Reproduce the following lines verbatim, omitting the picture.
══ RECORDS ══
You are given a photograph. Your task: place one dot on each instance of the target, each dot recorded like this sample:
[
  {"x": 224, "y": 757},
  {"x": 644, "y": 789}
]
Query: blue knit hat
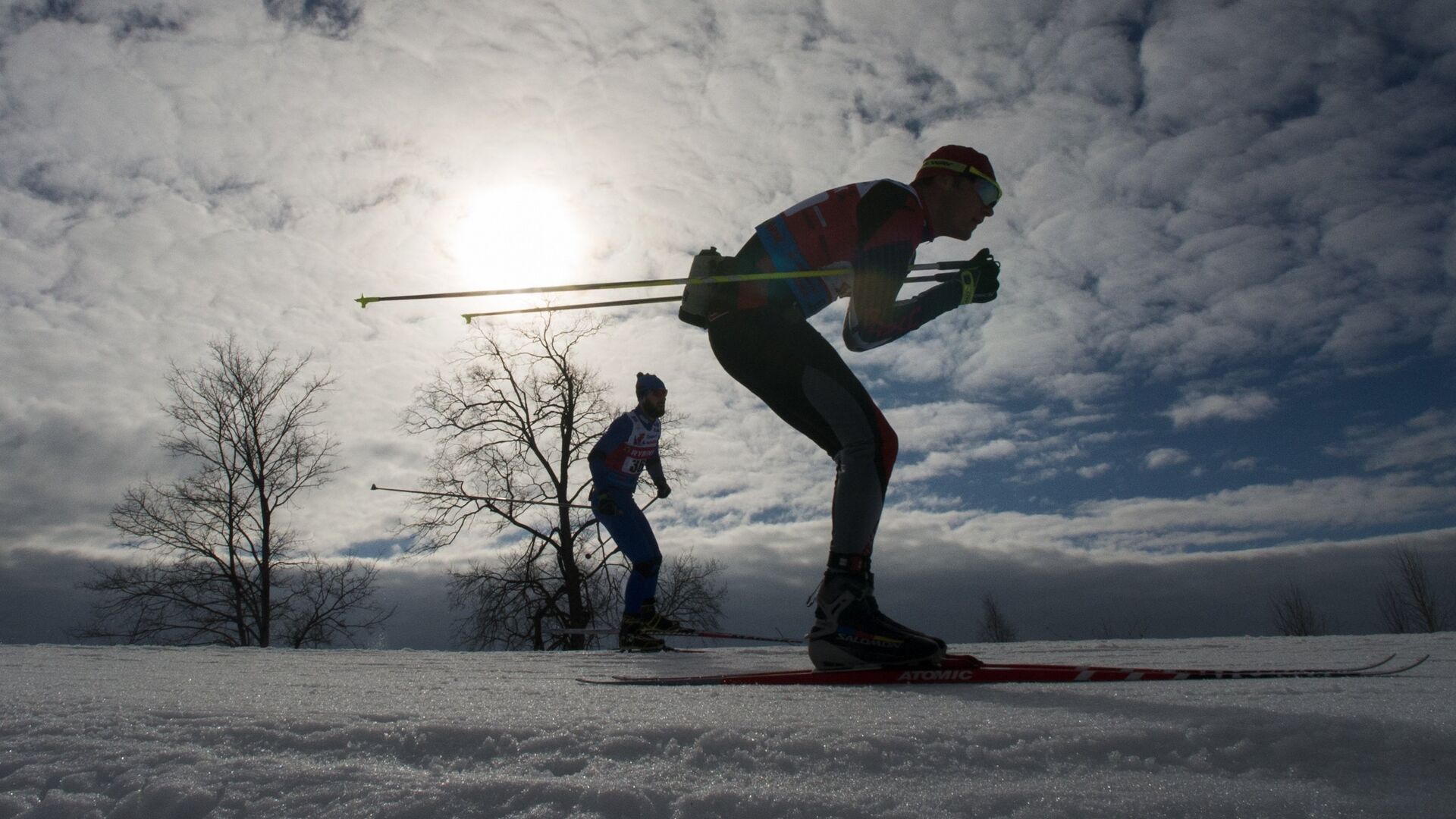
═══
=== ANSWER TO THE EXERCISE ===
You are given a photograph. Your task: place one dot on each instance of the target, each dot recorded like this sample:
[
  {"x": 224, "y": 757},
  {"x": 644, "y": 789}
]
Query: blue knit hat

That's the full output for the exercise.